— Provided data —
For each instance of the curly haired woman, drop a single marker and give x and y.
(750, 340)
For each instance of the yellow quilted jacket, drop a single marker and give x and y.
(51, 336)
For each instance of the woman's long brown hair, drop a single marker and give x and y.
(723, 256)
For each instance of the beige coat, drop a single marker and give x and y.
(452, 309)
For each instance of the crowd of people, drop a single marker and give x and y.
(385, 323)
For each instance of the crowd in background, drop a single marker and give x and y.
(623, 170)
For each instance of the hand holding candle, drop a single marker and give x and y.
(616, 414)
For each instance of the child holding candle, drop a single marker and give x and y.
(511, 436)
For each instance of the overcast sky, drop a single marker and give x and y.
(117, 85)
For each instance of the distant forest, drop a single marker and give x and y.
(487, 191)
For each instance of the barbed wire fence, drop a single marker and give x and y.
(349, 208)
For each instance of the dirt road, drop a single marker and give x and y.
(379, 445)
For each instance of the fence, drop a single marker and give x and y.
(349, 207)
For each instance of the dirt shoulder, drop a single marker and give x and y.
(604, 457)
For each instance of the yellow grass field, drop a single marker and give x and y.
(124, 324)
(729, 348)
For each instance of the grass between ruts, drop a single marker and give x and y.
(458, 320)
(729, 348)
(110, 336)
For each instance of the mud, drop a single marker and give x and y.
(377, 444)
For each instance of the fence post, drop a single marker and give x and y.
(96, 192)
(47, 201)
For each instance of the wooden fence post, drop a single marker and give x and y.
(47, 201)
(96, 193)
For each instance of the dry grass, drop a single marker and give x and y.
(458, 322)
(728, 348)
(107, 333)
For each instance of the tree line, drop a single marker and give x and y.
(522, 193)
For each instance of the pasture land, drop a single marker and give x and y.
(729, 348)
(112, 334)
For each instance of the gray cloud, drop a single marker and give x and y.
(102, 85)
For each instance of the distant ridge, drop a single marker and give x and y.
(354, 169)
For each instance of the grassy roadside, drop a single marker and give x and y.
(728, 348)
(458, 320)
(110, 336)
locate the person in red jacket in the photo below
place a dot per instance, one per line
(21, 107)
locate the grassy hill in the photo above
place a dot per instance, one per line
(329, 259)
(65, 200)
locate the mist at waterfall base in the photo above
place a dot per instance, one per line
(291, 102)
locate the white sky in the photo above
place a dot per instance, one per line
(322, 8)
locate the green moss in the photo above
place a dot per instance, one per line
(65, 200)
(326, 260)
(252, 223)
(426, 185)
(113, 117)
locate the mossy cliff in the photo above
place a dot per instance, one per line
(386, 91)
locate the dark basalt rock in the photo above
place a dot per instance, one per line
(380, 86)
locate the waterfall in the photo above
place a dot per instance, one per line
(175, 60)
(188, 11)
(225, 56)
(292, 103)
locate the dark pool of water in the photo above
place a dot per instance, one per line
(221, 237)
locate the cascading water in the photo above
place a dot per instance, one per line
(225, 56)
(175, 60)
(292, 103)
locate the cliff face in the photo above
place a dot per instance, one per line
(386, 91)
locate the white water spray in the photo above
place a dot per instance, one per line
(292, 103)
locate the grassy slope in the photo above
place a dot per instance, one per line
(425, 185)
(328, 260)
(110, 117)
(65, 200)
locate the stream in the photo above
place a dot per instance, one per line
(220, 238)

— Goal —
Write out all records exactly, keeping every detail.

— Task response —
For each instance of the curly haired woman, drop a single marker and give x and y.
(750, 340)
For each instance of the yellow quilted jacket, drop a single marker and give x and y.
(51, 336)
For each instance of the woman's long brown hair, drop a single marker and give x and y.
(723, 256)
For each instance of the beige coat, drop a single marker and give x and y.
(452, 309)
For each instance of the crowd of people, drop a single marker and give x and y.
(385, 323)
For each instance of the crowd in background, drop a single marker and give x and y.
(623, 170)
For each instance of the hand holding candle, drop a single marker and give x and y.
(616, 414)
For each instance of the child holding candle, drop a single marker and give x and y.
(511, 436)
For each instance of the overcast sky, drop a single marker and give x and y.
(117, 85)
For each instance of the distant forest, drop a single marker and give x and y.
(487, 191)
For each instance of the barbed wire fence, drop a single marker and give x and y.
(349, 208)
For each instance of the dirt road, drop a single marker and give x and y.
(379, 445)
For each instance of the fence, drop a single marker and give x and y.
(349, 207)
For each instance of the dirt shoulder, drop a single marker and give x and y.
(604, 457)
For each instance of the yellow grass field, drop a single marker and give x and y.
(124, 324)
(729, 348)
For each instance of the grass between ruts, drop a single marker and give x and y.
(458, 320)
(729, 348)
(110, 336)
For each instance of the mud, drop a single marker and give x and y.
(377, 444)
For each instance of the fence post, drop a single marker and give x and y.
(96, 192)
(47, 201)
For each instance of the wooden fence post, drop a single marker and give x and y.
(47, 201)
(96, 193)
For each instance of the dry grass, drop a single marker and give x and y.
(458, 322)
(728, 348)
(107, 333)
For each instance of the tree line, drop a single marker and give x and y.
(522, 193)
For each instance of the pasture land, drop a single marker and give x and y.
(729, 348)
(112, 334)
For each instance of the gray cloud, drop a single marker and give x and y.
(102, 85)
For each instance of the distant ridge, drop a single marker and give x and y.
(354, 169)
For each instance of the grassy roadside, drop a single marker and give x and y.
(728, 348)
(458, 320)
(110, 336)
locate the person in red jacket in the photo below
place a dot per instance, one per line
(21, 107)
locate the grassy hill in the photo above
place a dot per instance, one per line
(329, 259)
(65, 200)
locate the mist at waterfall base in the photo above
place a dot per instance, one per line
(291, 102)
locate the white sky in the photo above
place a dot per instance, one per line
(322, 8)
locate the green moss in the photo above
place a dot per instance, one per line
(65, 200)
(326, 260)
(252, 223)
(426, 185)
(113, 117)
locate the mossy cliff in the photo above
place a dot per instance, one per line
(386, 91)
locate the dark basalt rock in the photo above
place a dot per instance, one per line
(380, 86)
locate the waterfall in the photo above
place a dot per instance, one per line
(175, 60)
(188, 11)
(225, 56)
(292, 103)
locate the dark pool of water in the photo above
place a dot per instance, one per line
(221, 237)
locate the cascading water in the photo above
place a dot per instance, one per line
(225, 56)
(175, 60)
(292, 103)
locate the cliff face in the photo above
place a dot per instance, one per line
(386, 91)
locate the white water spray in the photo above
place a dot per instance, one per line
(292, 103)
locate the grassy slope in the photo above
place a dot per instance, one per line
(425, 185)
(328, 260)
(110, 117)
(65, 200)
locate the stream in the photo above
place a dot per instance, one per line
(220, 238)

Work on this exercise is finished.